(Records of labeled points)
>>>>

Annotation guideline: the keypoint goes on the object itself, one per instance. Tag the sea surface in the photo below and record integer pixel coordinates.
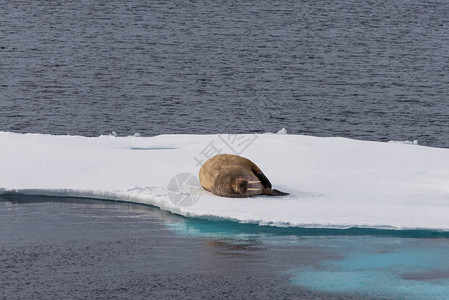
(374, 70)
(371, 70)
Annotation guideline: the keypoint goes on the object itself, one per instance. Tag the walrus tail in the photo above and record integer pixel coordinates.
(274, 192)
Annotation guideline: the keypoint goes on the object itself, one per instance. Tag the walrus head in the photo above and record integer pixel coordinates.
(247, 188)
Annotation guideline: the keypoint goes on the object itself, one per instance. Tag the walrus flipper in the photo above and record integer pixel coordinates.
(264, 180)
(274, 192)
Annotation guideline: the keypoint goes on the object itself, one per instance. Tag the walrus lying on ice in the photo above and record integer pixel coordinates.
(230, 175)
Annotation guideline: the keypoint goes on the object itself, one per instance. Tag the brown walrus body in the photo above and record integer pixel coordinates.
(230, 175)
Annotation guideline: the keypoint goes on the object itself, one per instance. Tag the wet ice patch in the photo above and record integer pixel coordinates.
(414, 142)
(413, 273)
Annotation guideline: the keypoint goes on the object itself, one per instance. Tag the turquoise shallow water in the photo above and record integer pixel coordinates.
(54, 238)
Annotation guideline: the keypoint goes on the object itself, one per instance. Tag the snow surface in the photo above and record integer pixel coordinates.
(333, 182)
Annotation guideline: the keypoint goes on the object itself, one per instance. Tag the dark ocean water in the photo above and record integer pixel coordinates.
(372, 70)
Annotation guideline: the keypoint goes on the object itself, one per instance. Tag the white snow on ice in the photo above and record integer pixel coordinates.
(333, 182)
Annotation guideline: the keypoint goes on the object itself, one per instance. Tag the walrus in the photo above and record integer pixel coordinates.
(234, 176)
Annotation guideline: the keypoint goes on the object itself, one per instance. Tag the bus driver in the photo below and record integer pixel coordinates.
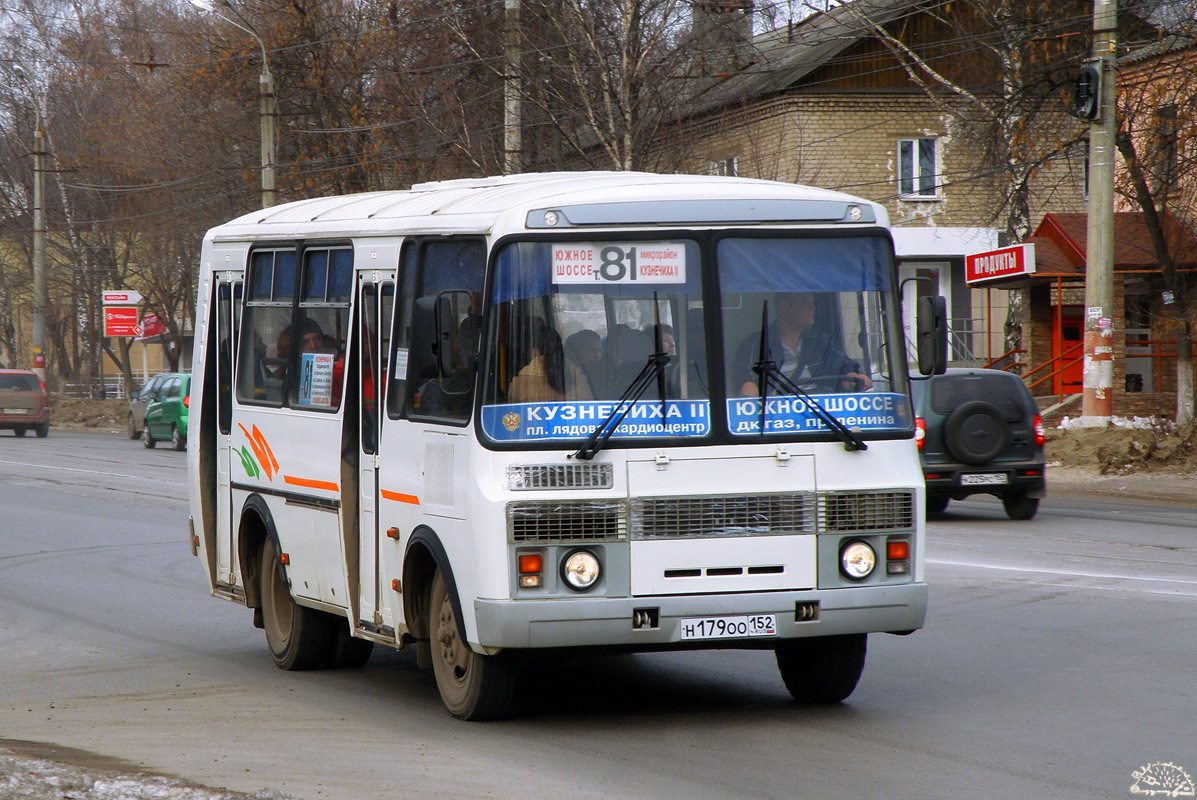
(807, 356)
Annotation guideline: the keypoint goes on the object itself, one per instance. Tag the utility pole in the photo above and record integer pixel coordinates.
(37, 347)
(512, 147)
(268, 115)
(267, 107)
(1097, 402)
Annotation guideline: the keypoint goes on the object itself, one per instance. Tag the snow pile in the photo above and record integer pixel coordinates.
(1136, 423)
(31, 779)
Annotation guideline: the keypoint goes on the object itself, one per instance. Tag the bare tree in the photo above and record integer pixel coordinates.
(1158, 140)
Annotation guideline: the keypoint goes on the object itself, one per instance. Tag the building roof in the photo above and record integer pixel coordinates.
(1062, 244)
(781, 58)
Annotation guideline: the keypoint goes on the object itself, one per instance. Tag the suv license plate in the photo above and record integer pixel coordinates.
(984, 479)
(694, 628)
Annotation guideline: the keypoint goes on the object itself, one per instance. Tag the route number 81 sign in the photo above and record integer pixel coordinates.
(649, 262)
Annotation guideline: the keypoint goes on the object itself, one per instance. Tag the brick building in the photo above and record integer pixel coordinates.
(826, 102)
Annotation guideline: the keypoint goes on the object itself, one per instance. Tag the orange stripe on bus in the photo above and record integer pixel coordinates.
(309, 484)
(400, 498)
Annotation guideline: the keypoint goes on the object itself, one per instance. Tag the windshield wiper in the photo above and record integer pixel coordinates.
(652, 368)
(769, 373)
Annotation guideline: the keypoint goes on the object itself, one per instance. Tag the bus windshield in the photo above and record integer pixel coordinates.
(587, 332)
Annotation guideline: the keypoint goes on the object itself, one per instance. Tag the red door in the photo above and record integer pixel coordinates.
(1068, 349)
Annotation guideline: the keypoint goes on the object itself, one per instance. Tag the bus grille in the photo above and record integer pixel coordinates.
(728, 515)
(867, 510)
(551, 521)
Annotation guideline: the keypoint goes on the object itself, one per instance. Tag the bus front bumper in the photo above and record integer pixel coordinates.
(612, 622)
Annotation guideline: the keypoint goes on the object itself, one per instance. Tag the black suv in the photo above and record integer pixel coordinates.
(979, 432)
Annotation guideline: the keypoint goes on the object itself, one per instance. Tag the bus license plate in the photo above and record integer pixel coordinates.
(694, 628)
(984, 479)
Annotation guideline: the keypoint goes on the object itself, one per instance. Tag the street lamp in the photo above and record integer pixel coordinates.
(40, 296)
(267, 109)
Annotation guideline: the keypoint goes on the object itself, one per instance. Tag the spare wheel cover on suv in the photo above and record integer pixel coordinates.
(976, 432)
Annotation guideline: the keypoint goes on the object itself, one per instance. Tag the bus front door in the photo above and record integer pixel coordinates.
(375, 303)
(228, 295)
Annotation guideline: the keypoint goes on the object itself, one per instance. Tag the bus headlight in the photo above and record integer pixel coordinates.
(857, 559)
(581, 570)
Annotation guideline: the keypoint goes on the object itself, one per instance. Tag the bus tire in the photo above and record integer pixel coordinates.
(298, 637)
(473, 686)
(821, 670)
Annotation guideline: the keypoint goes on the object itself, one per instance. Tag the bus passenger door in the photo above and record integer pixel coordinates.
(375, 303)
(228, 295)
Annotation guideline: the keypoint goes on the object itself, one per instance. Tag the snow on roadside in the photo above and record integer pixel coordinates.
(1138, 423)
(34, 779)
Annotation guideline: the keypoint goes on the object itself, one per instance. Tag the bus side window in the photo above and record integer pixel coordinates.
(401, 335)
(266, 327)
(453, 270)
(319, 347)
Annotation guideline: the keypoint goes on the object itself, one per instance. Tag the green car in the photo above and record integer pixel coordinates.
(166, 413)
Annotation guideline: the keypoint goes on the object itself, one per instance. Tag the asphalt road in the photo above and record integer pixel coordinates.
(1057, 661)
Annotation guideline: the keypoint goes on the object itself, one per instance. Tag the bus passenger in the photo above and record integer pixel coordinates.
(583, 364)
(540, 379)
(454, 394)
(807, 356)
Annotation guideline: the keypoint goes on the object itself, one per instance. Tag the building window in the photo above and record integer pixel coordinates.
(916, 169)
(727, 167)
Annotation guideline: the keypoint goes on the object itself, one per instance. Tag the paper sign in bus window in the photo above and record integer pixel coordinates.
(651, 262)
(316, 380)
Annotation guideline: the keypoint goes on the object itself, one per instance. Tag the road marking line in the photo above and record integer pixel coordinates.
(90, 472)
(1063, 573)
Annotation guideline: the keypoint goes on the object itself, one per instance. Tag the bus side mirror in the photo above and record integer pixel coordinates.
(933, 334)
(445, 321)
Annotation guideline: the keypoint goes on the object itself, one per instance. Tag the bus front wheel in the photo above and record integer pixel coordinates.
(473, 686)
(299, 638)
(821, 670)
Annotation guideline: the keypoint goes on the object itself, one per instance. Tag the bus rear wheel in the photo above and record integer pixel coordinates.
(473, 686)
(299, 638)
(821, 670)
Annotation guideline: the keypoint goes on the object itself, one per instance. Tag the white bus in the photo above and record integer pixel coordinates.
(589, 410)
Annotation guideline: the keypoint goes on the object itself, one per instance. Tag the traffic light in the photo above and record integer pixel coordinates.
(1087, 92)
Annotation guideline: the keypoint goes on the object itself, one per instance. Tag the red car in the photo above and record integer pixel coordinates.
(23, 402)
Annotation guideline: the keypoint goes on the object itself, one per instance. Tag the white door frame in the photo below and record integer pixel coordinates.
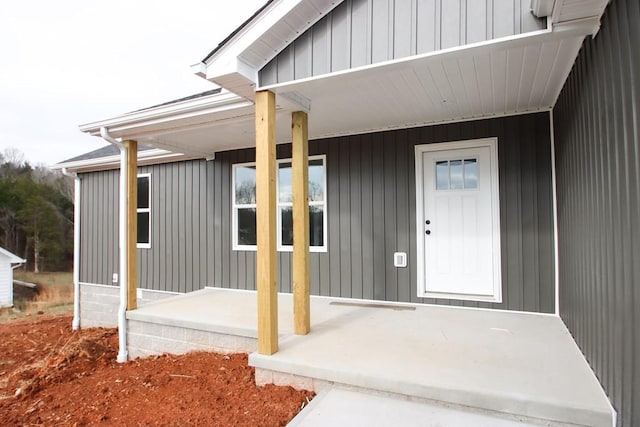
(492, 144)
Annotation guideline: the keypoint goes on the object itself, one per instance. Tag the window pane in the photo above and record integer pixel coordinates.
(246, 226)
(316, 226)
(470, 173)
(442, 175)
(316, 180)
(455, 175)
(286, 222)
(245, 185)
(143, 192)
(143, 227)
(285, 192)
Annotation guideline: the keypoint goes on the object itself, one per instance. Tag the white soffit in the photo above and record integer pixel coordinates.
(570, 10)
(516, 75)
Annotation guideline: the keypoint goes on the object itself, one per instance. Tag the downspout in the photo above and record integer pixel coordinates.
(76, 247)
(122, 243)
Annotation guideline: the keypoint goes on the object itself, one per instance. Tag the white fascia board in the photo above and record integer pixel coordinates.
(147, 157)
(126, 125)
(542, 8)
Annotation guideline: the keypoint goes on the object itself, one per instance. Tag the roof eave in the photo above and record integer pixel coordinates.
(126, 121)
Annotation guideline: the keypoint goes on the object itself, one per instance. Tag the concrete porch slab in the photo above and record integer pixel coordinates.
(525, 365)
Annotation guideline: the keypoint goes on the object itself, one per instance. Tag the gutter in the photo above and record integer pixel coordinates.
(122, 239)
(76, 247)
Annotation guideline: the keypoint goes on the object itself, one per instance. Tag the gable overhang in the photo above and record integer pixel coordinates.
(235, 64)
(512, 75)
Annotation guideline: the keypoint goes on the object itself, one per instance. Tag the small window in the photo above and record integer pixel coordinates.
(144, 211)
(244, 205)
(457, 174)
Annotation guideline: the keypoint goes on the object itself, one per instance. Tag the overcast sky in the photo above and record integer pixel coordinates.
(70, 62)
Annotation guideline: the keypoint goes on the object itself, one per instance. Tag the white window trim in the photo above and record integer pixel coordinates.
(234, 210)
(280, 246)
(147, 210)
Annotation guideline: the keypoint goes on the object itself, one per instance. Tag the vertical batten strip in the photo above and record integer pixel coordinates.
(266, 223)
(132, 224)
(300, 165)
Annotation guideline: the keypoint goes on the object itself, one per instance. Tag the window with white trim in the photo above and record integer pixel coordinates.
(144, 211)
(244, 205)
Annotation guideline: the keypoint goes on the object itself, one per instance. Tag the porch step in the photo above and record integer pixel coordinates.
(341, 407)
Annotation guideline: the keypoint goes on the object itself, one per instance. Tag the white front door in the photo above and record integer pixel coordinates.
(458, 220)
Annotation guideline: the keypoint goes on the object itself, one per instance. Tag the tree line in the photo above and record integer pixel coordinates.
(36, 213)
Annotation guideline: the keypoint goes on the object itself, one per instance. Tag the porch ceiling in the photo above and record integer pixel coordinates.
(500, 77)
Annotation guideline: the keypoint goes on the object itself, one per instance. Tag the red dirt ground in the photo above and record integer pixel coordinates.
(51, 375)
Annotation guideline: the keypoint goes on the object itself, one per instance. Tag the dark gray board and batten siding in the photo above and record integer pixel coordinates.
(597, 144)
(364, 32)
(371, 215)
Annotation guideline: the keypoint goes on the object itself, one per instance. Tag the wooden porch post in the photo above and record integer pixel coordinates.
(132, 223)
(266, 222)
(300, 178)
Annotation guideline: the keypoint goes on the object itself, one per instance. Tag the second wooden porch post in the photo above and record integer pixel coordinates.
(300, 166)
(267, 274)
(132, 224)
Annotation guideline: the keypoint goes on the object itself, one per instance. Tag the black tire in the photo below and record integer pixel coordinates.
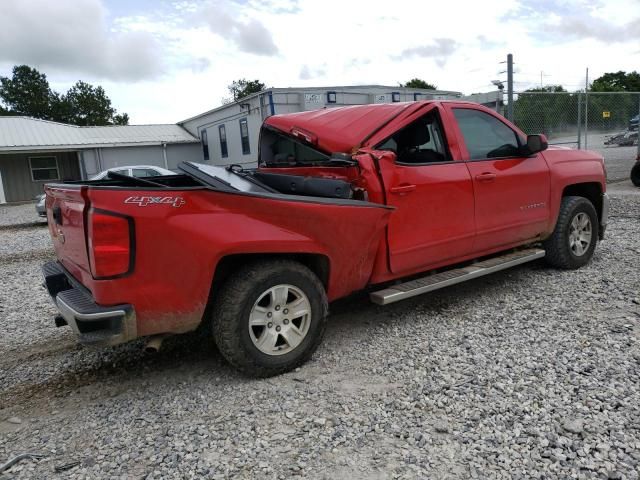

<<<<

- **DIRECTION**
Give everything from the line containing "Tag the brick" down to the line containing "(1068, 349)" as a numbered list, leaving out blank lines.

- **CORRECT RESPONSE**
1. Annotation guideline: the keypoint goes on the object itself, one per instance. Tag the brick building in the photo above and record integer pixel coordinates.
2. (826, 102)
3. Annotation guideline: the keypoint goes on the object itself, one per instance. Tag the orange stripe on bus in the photo above and record integer pixel coordinates.
4. (309, 484)
5. (400, 498)
6. Annotation guideline: the keypoint goes on the object itself, one per instance. Tag the windshield wiper in the photo above and record integer pixel coordinates.
7. (652, 368)
8. (769, 373)
9. Annotation guideline: the keypoint goes on the object itself, one per instance. Tag the bus windshield in the photo above and record integer pixel coordinates.
10. (587, 332)
11. Annotation guideline: the keypoint goes on the object itself, one per instance. Tag the red door in the photo above and record integer pixel coordinates.
12. (1068, 349)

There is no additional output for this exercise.